Task>
Please return the following data line for line, with no changes to any character.

(Excerpts from segmentation data)
<<<<

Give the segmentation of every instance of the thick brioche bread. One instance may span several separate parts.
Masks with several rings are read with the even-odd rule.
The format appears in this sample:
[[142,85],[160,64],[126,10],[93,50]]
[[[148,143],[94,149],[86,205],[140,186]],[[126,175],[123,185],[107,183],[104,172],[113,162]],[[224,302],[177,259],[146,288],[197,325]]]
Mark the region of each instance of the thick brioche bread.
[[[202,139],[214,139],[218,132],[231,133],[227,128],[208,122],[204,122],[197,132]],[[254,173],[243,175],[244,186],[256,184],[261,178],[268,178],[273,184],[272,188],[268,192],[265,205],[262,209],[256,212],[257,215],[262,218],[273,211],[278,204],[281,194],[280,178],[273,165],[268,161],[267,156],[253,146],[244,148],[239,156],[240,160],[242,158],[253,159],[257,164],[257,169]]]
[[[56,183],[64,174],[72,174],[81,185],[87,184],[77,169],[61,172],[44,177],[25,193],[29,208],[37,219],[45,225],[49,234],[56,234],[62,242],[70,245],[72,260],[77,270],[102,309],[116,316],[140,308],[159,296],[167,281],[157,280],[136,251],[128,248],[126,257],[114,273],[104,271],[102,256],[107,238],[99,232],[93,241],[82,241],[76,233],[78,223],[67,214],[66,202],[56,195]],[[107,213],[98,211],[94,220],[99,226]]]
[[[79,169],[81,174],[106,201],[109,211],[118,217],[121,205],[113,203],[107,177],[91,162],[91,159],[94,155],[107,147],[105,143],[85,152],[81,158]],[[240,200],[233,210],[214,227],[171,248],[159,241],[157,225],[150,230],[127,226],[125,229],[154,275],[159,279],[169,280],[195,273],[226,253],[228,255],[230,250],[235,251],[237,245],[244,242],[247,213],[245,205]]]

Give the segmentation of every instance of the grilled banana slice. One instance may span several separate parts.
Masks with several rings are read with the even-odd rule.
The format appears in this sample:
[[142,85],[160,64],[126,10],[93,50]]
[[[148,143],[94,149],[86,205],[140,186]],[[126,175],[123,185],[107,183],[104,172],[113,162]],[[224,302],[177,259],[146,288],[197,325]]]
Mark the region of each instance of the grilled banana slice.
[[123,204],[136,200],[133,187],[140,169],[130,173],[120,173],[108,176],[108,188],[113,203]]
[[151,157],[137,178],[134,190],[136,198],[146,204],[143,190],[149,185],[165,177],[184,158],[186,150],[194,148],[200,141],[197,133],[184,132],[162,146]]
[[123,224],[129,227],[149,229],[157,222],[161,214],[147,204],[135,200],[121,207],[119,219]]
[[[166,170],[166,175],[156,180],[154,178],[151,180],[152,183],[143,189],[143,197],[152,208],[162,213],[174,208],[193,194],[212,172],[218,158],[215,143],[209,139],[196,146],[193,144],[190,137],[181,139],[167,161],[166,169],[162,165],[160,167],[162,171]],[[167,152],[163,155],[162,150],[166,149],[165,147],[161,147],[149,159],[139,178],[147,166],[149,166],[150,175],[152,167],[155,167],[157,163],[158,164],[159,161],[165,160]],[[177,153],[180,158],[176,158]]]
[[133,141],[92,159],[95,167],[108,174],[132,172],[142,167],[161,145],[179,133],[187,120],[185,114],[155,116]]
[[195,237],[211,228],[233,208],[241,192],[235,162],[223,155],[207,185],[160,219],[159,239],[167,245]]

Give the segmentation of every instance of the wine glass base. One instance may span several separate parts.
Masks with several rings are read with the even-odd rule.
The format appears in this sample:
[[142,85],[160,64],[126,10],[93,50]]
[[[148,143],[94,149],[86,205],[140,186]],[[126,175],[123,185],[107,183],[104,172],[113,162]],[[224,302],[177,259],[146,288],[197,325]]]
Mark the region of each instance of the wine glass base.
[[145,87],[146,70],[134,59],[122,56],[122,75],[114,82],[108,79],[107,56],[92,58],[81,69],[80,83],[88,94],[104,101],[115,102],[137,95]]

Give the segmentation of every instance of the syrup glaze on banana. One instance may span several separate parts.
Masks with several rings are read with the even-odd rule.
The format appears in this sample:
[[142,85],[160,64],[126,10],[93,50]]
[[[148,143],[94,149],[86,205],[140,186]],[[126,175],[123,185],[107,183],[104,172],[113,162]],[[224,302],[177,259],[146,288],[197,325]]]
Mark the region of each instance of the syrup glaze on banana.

>>>>

Written answer>
Give the segmentation of every instance of the thick brioche bread. One instance may span several separate parts.
Masks with several rings are read with the even-odd rule.
The format appears in this sample:
[[142,85],[160,64],[126,10],[93,50]]
[[[148,143],[94,149],[86,205],[140,186]],[[126,175],[123,185],[107,183],[104,172],[113,162]],[[224,302],[177,259],[146,288],[197,325]]]
Mark the region of each instance of the thick brioche bread.
[[[202,139],[214,139],[218,132],[231,133],[227,128],[208,122],[204,122],[197,132]],[[254,173],[243,175],[244,186],[256,184],[261,178],[268,178],[273,184],[272,188],[268,192],[265,205],[262,209],[256,212],[257,215],[262,218],[273,211],[278,204],[281,194],[280,178],[273,165],[268,161],[267,156],[253,146],[244,148],[239,156],[240,160],[242,158],[253,159],[257,164],[257,169]]]
[[[56,183],[64,174],[72,174],[81,185],[87,184],[77,169],[61,172],[44,177],[25,193],[29,208],[37,219],[45,225],[49,234],[56,234],[62,242],[70,245],[72,260],[77,270],[102,309],[116,316],[140,308],[159,296],[167,281],[157,280],[136,251],[128,248],[126,257],[114,273],[104,271],[102,256],[107,238],[99,232],[93,241],[82,241],[76,233],[78,223],[67,214],[66,202],[56,195]],[[107,213],[98,211],[94,220],[99,226]]]
[[[79,169],[81,174],[106,201],[109,211],[118,217],[121,205],[113,203],[107,177],[91,162],[91,159],[94,155],[107,147],[105,143],[85,152],[81,158]],[[240,200],[233,210],[214,227],[171,248],[159,241],[157,225],[150,230],[127,226],[125,229],[154,275],[159,279],[169,280],[195,273],[226,253],[228,255],[230,250],[235,251],[237,245],[244,242],[247,213],[245,205]]]

Give the segmentation of every instance of the grilled banana slice. One instance may span several separate parts.
Masks with several rings are read with the even-odd rule.
The format appears in this sample:
[[142,85],[160,64],[126,10],[93,50]]
[[[148,143],[94,149],[86,205],[140,186]],[[126,175],[123,185],[107,183],[104,172],[113,162]],[[224,302],[177,259],[146,288],[197,325]]]
Mark the region of each instance of the grilled banana slice.
[[123,204],[136,200],[133,187],[140,169],[130,173],[120,173],[108,176],[108,188],[113,203]]
[[151,157],[137,178],[134,190],[136,198],[146,204],[143,190],[149,185],[165,177],[184,158],[186,150],[194,148],[200,141],[197,133],[184,132],[162,146]]
[[123,224],[129,227],[149,229],[157,222],[161,214],[147,204],[135,200],[121,207],[119,219]]
[[[166,170],[166,175],[156,180],[154,178],[151,180],[152,183],[143,189],[143,197],[152,208],[162,213],[174,208],[193,194],[212,172],[218,158],[215,143],[209,139],[196,146],[193,144],[190,137],[181,139],[167,161],[166,169],[162,165],[160,167],[162,171]],[[167,152],[163,155],[162,150],[166,149],[165,147],[161,147],[149,159],[139,178],[147,166],[149,166],[150,175],[152,167],[155,167],[157,163],[158,164],[159,161],[165,160]],[[177,153],[180,158],[176,158]]]
[[133,141],[92,159],[95,167],[108,174],[132,172],[142,167],[161,145],[179,133],[187,120],[185,114],[155,116]]
[[195,237],[211,228],[233,208],[241,192],[235,162],[223,155],[207,185],[160,219],[159,239],[167,245]]

Give the segmentation of every instance of the wine glass base. One instance may span several separate parts.
Masks with several rings are read with the even-odd rule.
The format appears in this sample:
[[142,85],[160,64],[126,10],[93,50]]
[[[148,143],[94,149],[86,205],[140,186]],[[126,175],[123,185],[107,183],[104,172],[113,162]],[[224,302],[177,259],[146,288],[197,325]]]
Mark the region of each instance of the wine glass base.
[[145,87],[146,70],[134,59],[122,56],[122,75],[114,82],[108,79],[107,56],[92,58],[81,69],[80,83],[88,94],[104,101],[115,102],[137,95]]

Give the segmentation of every instance of the syrup glaze on banana. One instance may span several separate parts.
Masks with several rings are read with the even-odd rule.
The format appears in this sample:
[[142,85],[160,64],[126,10],[93,50]]
[[[148,143],[94,149],[86,205],[140,186]],[[126,175],[123,185],[107,183],[104,172],[113,162]],[[224,302],[177,259],[146,288],[197,325]]]
Mark the region of each instance of the syrup glaze on banana.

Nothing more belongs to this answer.